What needs to be done: Copy every row below word for word, and leave the pictures out of your copy.

Dataset content:
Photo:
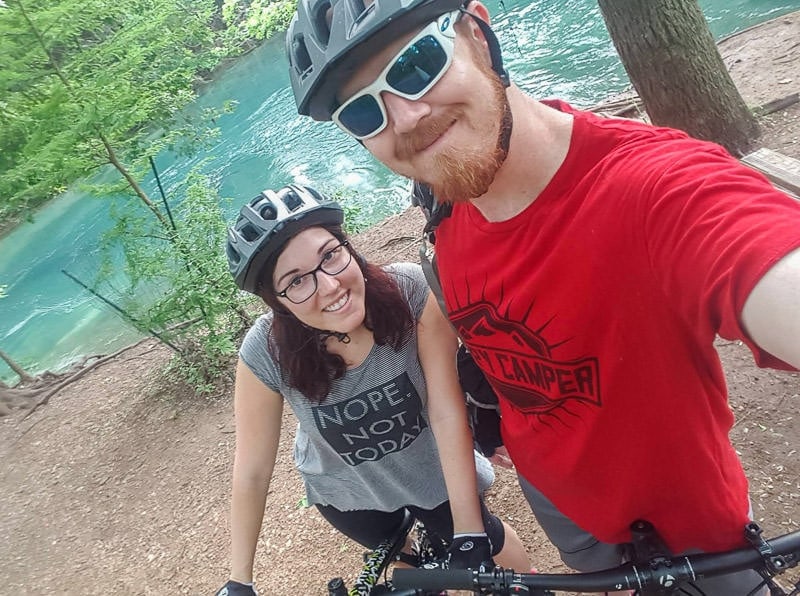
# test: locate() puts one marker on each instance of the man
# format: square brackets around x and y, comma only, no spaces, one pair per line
[588,264]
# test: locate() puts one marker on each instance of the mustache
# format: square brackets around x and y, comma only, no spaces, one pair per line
[425,133]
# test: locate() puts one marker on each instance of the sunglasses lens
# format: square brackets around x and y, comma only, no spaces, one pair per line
[362,116]
[418,66]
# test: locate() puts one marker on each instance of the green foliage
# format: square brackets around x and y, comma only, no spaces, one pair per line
[258,19]
[178,283]
[76,76]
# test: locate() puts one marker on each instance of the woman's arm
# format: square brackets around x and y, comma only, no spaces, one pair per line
[258,412]
[437,354]
[771,314]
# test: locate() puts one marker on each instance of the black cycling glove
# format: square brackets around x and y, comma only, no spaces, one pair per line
[233,588]
[467,551]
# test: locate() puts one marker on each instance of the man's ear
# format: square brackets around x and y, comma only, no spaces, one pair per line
[479,10]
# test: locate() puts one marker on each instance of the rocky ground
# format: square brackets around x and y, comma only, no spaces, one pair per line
[119,485]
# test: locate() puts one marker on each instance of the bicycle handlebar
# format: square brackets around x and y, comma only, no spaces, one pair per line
[662,573]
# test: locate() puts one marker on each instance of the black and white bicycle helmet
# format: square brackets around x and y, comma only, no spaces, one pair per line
[328,40]
[267,221]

Finished answer:
Photo:
# test: locate() puts one marker on each instance of the man
# format: square brackets around x and y, comma only, no spaces, one pair per line
[588,264]
# test: locate() puts one marker on each instance of the mustache
# format: square brackets around x and y, comma only, no spaces, one pair per line
[425,133]
# test: locate() puts one marker on each instance of the sunglasses lens
# format: square brackets around x and y, comma only, no spaces, one pair per line
[362,116]
[418,66]
# test: locate() puts one marker on each instance of the green foliage
# format: square brackets around x and y, comma only, no spaces, one pair per line
[258,19]
[178,283]
[76,76]
# test: locate() puts one marker on each instance of the woman's arm
# format: square brackets around x and y, comma only, no spaces, one pair per line
[258,412]
[437,354]
[771,314]
# test: locate() puts one marker on each instance of the black cycling glove
# format: square brackets around x and y, comma only, no spaces, one pair per line
[233,588]
[467,551]
# test: locate() puts one marker on each instance of the man's ear
# format: square brackets around x and y, comma only, no spaces, one pair per line
[479,10]
# test: locate() puts one marker on each instance of the rocky ground
# format: square brackets around x and y, comma only, no spaces, one pair per line
[119,485]
# test: locate() puts one marker on each instance of the bicycle handlebar
# format: square brackets around x and y, comma only, no spaces, one pair per line
[662,573]
# test: locate() puts one marker on each instance of the black and white bicycle helmet
# format: square brackets around x and y, comma only, no spaces, one pair per line
[328,40]
[267,221]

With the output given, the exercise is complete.